**Instrução da tarefa 1**
Redigite, sem nenhuma alteração, a parte do texto sobre decisões do STJ em seguros de vida que se abre com as palavras contendo "O entendimento pode" e se fecha com "todas excessivamente desvantajosas.".
**Instrução da tarefa 2**
Escreva o que vem a seguir no texto sobre decisões do STJ em seguros de vida, começando logo depois da última frase apresentada.

**Trecho da página**
__________

Para o STJ, “a seguradora só pode se eximir do dever de indenizar, alegando omissão de informações por parte do segurado, se dele não exigiu exames clínicos, caso fique comprovada sua má-fé”. No caso apreciado, como as instâncias ordinárias concluíram, com base nas provas dos autos, que o segurado efetivamente omitiu seu real estado de saúde, o beneficiário não teve direito à indenização.
Renovação
O tribunal também já teve a oportunidade de se manifestar em muitos casos que tratavam de aumento nas prestações do seguro. A Segunda Seção, apesar de reconhecer que a renovação da apólice muitas vezes é necessária para o reequilíbrio da carteira, concluiu que essa alteração deve ser feita de maneira suave e gradual, sob risco de a seguradora violar o princípio da boa-fé.
O entendimento pode ser conferido no acórdão do REsp 1.073.595. Um segurado alegou que, após mais de 30 anos de adesão a seguro de vida, foi surpreendido com a oferta de três alternativas de manutenção do contrato, todas excessivamente desvantajosas.
A relatora, ministra Nancy Andrighi, entendeu que “a pretensão da seguradora de modificar abruptamente as condições do seguro, não renovando o ajuste anterior, ofende os princípios da boa-fé objetiva, da cooperação, da confiança e da lealdade que devem orientar a interpretação dos contratos que regulam relações de consumo”.
De acordo com a decisão, verificada a necessidade de correção da carteira de seguro em razão de novo cálculo atuarial, a seguradora deve estabelecer o aumento de forma suave e gradual, por meio de um cronograma extenso, do qual o segurado tem de ser comunicado previamente, para que possa se preparar para esses novos custos.

__________

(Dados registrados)
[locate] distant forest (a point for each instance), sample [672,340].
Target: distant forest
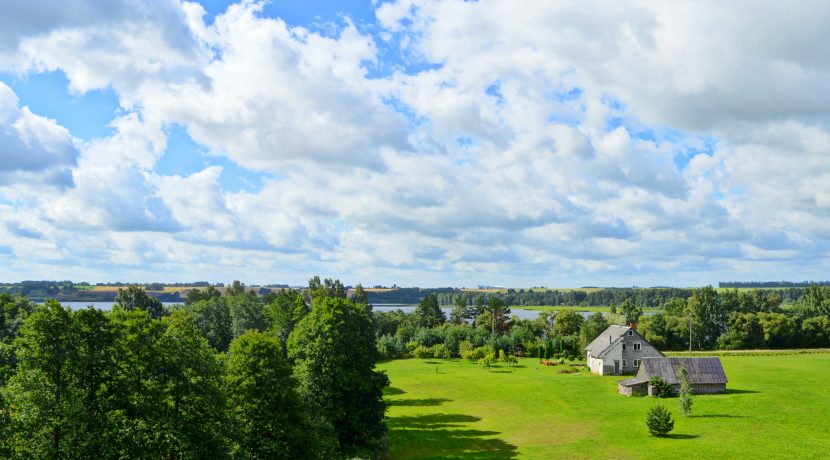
[641,297]
[770,284]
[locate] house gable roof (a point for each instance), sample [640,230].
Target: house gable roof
[606,339]
[706,370]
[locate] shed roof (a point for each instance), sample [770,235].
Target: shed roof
[605,339]
[706,370]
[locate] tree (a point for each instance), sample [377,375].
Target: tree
[686,390]
[631,311]
[360,296]
[285,310]
[268,416]
[500,315]
[334,352]
[429,313]
[591,329]
[460,312]
[567,322]
[136,298]
[42,390]
[213,317]
[659,420]
[196,295]
[245,313]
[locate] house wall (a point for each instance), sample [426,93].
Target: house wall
[645,351]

__________

**Sua resposta 1**
O entendimento pode ser conferido no acórdão do REsp 1.073.595. Um segurado alegou que, após mais de 30 anos de adesão a seguro de vida, foi surpreendido com a oferta de três alternativas de manutenção do contrato, todas excessivamente desvantajosas.

**Sua resposta 2**
Revisão inviável
O STJ também já consolidou o entendimento de que o conceito de acidente pessoal delimitado em cláusula de contrato de seguro de vida não pode ser examinado em recurso especial.
No julgamento do AREsp 683.856,o segurado, que pleiteava indenização de seguro de vida alegando que a aposentadoria por invalidez foi decorrente de problemas psiquiátricos adquiridos com a atividade profissional, recorreu ao STJ após seu pedido ter sido negado em primeira e segunda instância. As decisões consideraram que o seguro de vida cobria apenas a hipótese de invalidez decorrente de acidente de trabalho, e não doença.
No STJ, o segurado alegou que o problema psiquiátrico era decorrente do excesso de ruído na área da usina em que trabalhava e que o fato deveria ser enquadrado no conceito de acidente de trabalho.
O relator, ministro Paulo de Tarso Sanseverino, entendeu que para decidir em sentido contrário ao afirmado pelo tribunal de origem seriam necessários a interpretação de cláusula contratual e o reexame de provas, situações vedadas pela Súmula 5 e pela Súmula 7 do STJ, respectivamente.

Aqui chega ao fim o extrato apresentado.